* **BACAAN**:

KlikDokter.com - Bakteri, sebagai salah satu agen penyebab penyakit infeksi, ditemukan pada akhir abad ke 19. Penemuan jenis kuman ini menstimulasi pencarian besar-besaran obat-obatan yang dapat mencegah dan mengobati penyakit yang disebabkannya.
Setengah abad setelahnya, pengobatan baru bisa sukses setelah ditemukan obat yang disebut antibiotik. Antibiotik adalah obat yang digunakan untuk membunuh atau menghambat perkembangan bakteri. Antibiotik pertama adalah sulfonamid.
Banyak nyawa yang bisa terselamatkan dengan ditemukannya antibiotik ini. Sayangnya, semakin lama penggunaan obat antibiotik ini, bisa menyebabkan banyaknya kemunculan jenis-jenis bakteri yang resisten terhadap antibiotik tertentu.
Apa yang dimaksud dengan resistensi antibiotik? Penjelasan selengkapnya di halaman selanjutnya.
Peningkatan Fenomena Kuman yang Resisten terhadap Antibiotik
Resistensi antibiotik adalah kondisi di mana beberapa kuman sudah tidak mempan dibunuh atau dihambat perkembangannya dengan menggunakan suatu obat antibiotik, yang padahal sebelumnya antibiotik tersebut mempan melawan kuman tersebut.
Resistensi antibiotik terjadi akibat evolusi genetik (susunan gen) dan biokimiawi (zat-zat dalam tubuh bakteri). Bahkan telah diketahui bahwa bakteri dapat saling melakukan transfer gen yang menyebabkan semakin meningkatnya jumlah bakteri yang memiliki kemampuan resistensi terhadap antibiotik. Contoh paling awal terjadinya kondisi ini adalah terkait obat antibiotik eritromisin. Eritromisin diperkenalkan sebagai alternatif atau pengganti obat penisilin untuk mengobati bakteri Stafilokokus aureus di rumah sakit di Boston, Amerika Serikat, pada awal tahun 1950. Namun, kurang dari 1 tahun obat tersebut segera ditarik karena hanya dalam waktu singkat tersebut ditemukan bahwa 70% Stafilokokus aureus ditemukan resisten terhadap eritromisin.

* **PERINTAH 1**: Salin bagian bacaan tentang resistensi antibiotik mulai dari "Resistensi antibiotik terjadi" sampai "resisten terhadap eritromisin.", termasuk kedua bagian itu.
* **PERINTAH 2**: Ringkaslah bacaan tentang resistensi antibiotik dalam dua kalimat.

* **DATA YANG DIBERIKAN**:
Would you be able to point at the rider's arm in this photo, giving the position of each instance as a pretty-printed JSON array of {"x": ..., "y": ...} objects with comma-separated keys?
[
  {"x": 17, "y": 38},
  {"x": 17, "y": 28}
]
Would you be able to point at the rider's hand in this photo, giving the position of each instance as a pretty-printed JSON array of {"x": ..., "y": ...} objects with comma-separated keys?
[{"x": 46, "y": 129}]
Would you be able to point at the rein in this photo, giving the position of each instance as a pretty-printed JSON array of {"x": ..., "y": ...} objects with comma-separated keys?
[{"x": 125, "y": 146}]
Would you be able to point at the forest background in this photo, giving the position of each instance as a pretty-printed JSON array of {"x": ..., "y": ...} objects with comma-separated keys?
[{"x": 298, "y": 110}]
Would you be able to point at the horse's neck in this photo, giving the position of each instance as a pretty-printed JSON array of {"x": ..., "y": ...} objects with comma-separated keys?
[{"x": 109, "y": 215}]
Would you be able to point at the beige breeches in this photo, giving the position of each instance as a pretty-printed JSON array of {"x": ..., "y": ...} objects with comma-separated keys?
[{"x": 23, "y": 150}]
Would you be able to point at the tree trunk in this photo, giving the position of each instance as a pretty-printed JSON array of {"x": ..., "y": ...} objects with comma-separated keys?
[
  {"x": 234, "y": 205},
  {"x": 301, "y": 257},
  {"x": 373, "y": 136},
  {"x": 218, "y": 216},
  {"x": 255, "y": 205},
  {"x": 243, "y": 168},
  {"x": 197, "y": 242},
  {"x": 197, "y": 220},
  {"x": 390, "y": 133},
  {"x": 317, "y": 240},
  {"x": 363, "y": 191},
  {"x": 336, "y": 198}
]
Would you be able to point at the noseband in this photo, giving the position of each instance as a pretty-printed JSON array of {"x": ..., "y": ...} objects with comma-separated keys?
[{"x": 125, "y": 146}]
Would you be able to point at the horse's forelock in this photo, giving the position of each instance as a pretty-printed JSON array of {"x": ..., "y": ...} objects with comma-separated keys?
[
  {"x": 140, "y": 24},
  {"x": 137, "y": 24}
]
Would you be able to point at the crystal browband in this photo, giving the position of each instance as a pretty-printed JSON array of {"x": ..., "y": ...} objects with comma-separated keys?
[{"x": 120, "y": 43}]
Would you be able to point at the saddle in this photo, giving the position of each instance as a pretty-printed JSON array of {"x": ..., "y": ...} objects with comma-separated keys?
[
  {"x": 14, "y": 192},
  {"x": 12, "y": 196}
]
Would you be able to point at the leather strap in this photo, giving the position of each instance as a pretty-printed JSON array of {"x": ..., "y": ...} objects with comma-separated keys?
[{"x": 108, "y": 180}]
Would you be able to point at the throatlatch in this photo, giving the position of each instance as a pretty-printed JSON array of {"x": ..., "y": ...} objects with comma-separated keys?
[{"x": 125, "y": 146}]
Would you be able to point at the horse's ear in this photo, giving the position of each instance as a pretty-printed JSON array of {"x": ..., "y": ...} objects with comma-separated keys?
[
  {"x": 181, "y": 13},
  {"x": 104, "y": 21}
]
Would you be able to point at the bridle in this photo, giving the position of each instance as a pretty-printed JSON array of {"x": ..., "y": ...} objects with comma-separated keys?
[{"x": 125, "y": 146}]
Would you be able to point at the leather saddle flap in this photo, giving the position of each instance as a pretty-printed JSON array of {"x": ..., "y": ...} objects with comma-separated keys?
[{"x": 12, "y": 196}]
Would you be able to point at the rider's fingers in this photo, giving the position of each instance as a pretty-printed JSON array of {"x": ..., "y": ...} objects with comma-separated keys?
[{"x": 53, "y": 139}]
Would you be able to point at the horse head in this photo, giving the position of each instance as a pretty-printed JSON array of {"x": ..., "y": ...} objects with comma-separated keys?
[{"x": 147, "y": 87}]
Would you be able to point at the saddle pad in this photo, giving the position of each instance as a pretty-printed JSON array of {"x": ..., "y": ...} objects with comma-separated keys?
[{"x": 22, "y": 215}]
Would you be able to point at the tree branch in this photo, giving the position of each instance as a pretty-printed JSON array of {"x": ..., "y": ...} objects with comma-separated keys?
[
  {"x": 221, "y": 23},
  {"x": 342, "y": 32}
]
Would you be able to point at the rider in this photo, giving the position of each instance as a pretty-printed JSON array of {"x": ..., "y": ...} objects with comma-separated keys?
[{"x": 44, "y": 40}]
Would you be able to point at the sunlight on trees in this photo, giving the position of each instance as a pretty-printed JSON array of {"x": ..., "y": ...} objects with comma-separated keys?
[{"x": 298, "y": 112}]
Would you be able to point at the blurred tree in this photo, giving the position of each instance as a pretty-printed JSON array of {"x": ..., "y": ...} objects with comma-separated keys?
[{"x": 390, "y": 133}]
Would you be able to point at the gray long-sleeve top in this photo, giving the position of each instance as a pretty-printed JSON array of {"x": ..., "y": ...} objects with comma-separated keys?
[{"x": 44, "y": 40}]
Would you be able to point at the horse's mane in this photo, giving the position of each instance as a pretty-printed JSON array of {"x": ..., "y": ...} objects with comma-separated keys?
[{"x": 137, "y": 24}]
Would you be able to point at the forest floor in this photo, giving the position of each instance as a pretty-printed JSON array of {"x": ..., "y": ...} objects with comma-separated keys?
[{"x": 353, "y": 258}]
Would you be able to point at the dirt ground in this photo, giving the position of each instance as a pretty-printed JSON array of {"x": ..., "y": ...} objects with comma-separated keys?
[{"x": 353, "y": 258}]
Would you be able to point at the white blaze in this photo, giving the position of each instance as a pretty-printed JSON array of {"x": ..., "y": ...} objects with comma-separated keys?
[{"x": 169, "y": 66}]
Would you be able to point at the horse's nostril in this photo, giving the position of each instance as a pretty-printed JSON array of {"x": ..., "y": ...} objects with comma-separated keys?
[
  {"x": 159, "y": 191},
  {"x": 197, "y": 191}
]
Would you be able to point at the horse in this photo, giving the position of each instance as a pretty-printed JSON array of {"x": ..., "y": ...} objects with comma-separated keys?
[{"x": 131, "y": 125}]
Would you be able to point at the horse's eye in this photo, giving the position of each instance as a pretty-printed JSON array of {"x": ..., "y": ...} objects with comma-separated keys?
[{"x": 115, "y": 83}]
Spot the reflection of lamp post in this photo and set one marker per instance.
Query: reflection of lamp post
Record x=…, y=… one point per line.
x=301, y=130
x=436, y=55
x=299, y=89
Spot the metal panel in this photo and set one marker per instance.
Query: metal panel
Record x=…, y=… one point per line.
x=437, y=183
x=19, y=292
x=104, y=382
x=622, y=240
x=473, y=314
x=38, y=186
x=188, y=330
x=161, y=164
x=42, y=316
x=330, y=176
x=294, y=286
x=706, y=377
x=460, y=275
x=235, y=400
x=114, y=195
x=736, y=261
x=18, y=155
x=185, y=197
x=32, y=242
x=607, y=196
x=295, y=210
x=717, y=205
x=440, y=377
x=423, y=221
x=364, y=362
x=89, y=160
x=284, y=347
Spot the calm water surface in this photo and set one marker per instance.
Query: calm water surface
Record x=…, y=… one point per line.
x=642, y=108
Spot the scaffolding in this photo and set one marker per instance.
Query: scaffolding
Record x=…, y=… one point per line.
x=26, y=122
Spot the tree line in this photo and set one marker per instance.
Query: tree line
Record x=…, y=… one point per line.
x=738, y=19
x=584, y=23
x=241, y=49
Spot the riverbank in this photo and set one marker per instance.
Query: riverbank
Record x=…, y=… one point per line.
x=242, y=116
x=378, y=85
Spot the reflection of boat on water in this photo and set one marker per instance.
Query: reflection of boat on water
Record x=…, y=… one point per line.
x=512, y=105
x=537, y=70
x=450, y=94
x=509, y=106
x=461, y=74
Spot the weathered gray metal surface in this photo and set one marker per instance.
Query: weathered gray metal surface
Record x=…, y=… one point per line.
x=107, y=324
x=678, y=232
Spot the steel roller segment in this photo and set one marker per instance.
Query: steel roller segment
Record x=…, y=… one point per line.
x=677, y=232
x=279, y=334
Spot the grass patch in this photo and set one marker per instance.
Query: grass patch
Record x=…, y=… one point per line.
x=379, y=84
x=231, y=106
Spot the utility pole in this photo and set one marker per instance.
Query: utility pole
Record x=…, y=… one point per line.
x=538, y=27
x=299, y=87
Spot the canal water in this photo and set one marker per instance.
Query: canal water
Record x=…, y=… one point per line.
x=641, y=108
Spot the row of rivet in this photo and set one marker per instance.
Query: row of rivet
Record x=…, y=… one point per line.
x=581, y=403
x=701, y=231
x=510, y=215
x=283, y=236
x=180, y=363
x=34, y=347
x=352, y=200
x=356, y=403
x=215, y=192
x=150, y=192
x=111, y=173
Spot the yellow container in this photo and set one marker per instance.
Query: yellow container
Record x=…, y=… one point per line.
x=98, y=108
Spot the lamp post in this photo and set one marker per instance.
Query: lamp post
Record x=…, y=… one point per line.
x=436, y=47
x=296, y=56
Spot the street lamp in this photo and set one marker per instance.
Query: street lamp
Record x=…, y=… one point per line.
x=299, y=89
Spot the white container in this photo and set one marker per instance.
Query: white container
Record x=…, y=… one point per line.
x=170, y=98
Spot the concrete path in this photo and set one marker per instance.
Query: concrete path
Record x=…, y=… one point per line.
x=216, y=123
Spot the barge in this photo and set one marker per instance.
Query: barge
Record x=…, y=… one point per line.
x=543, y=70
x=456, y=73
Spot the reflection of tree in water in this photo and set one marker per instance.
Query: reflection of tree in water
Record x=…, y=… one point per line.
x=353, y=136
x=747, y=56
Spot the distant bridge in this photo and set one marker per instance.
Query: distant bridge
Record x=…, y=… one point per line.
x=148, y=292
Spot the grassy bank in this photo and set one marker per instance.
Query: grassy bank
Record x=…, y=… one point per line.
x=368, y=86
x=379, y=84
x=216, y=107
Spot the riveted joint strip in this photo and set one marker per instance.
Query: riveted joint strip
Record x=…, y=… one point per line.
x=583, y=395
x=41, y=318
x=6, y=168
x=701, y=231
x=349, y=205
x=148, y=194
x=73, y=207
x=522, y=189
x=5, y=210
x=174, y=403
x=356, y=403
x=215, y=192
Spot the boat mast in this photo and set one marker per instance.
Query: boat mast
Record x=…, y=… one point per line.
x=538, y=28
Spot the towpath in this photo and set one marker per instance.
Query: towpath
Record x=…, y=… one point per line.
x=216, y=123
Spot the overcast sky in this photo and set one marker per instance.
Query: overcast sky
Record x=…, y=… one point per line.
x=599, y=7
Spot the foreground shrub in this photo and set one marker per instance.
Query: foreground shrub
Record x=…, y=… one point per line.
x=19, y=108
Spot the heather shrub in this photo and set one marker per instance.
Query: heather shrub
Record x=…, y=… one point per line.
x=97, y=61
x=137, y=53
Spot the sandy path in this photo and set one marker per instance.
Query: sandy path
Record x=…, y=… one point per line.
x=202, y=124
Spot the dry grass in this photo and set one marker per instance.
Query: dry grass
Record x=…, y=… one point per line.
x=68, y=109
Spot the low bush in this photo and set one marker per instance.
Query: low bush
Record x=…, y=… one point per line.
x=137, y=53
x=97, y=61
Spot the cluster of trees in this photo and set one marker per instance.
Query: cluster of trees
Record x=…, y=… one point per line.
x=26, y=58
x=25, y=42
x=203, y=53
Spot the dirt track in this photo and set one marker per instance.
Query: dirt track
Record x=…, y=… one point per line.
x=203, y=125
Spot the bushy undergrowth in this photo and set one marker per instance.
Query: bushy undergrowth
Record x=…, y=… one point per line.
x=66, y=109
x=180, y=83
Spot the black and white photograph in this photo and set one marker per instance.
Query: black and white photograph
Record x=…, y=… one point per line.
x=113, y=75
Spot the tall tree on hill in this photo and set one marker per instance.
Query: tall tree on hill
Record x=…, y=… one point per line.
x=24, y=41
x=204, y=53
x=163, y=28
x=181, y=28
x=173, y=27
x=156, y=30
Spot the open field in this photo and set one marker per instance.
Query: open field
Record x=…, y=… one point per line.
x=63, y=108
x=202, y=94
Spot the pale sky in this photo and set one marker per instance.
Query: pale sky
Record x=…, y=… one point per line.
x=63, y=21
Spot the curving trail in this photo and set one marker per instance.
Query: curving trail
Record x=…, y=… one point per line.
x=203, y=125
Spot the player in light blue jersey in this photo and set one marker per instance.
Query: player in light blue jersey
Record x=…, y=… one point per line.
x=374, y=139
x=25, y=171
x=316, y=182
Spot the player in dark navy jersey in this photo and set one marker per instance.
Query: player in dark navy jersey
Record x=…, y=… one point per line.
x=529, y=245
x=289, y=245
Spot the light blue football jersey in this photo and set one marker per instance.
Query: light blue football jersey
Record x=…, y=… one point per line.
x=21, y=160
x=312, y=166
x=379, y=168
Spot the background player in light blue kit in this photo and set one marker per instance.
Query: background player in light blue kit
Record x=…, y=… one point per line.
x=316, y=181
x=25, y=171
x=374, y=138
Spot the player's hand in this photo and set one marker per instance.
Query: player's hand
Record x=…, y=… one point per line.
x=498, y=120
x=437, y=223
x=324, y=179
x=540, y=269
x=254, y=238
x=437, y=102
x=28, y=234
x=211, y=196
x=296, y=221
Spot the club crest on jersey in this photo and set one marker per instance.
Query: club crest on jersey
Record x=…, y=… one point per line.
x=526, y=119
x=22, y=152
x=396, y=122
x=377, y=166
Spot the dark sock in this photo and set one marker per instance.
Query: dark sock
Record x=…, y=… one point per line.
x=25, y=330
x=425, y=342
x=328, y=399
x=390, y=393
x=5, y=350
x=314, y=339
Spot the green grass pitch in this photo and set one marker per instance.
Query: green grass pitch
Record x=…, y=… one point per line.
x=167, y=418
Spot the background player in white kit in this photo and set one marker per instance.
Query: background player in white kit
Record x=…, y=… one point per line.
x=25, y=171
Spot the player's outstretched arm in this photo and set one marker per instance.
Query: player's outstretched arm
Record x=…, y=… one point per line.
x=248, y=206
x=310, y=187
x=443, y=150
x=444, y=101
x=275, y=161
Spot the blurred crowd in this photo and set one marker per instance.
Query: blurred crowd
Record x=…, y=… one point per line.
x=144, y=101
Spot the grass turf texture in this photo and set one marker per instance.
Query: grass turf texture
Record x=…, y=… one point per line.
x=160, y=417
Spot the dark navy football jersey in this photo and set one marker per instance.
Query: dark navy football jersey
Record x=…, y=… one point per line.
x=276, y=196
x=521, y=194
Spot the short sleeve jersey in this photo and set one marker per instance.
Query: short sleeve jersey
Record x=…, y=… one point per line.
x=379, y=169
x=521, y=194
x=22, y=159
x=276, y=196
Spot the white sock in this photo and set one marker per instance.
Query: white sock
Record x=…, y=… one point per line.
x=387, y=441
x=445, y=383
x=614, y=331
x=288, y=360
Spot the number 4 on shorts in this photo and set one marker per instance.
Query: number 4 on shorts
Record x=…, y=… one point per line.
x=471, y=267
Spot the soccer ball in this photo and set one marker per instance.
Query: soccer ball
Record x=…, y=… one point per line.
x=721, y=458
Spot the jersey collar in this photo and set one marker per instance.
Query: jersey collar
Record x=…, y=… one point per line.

* **KOLOM JAWABAN 1**:
Resistensi antibiotik terjadi akibat evolusi genetik (susunan gen) dan biokimiawi (zat-zat dalam tubuh bakteri). Bahkan telah diketahui bahwa bakteri dapat saling melakukan transfer gen yang menyebabkan semakin meningkatnya jumlah bakteri yang memiliki kemampuan resistensi terhadap antibiotik. Contoh paling awal terjadinya kondisi ini adalah terkait obat antibiotik eritromisin. Eritromisin diperkenalkan sebagai alternatif atau pengganti obat penisilin untuk mengobati bakteri Stafilokokus aureus di rumah sakit di Boston, Amerika Serikat, pada awal tahun 1950. Namun, kurang dari 1 tahun obat tersebut segera ditarik karena hanya dalam waktu singkat tersebut ditemukan bahwa 70% Stafilokokus aureus ditemukan resisten terhadap eritromisin.

* **KOLOM JAWABAN 2**: Antibiotik, obat untuk membunuh atau menghambat perkembangan bakteri, telah menyelamatkan banyak nyawa, tetapi penggunaannya yang makin lama dapat memunculkan banyak jenis bakteri yang resisten. Resistensi ini terjadi akibat evolusi genetik dan biokimiawi, seperti pada eritromisin yang ditarik kurang dari setahun setelah diperkenalkan di rumah sakit di Boston karena 70% Stafilokokus aureus ditemukan resisten terhadapnya.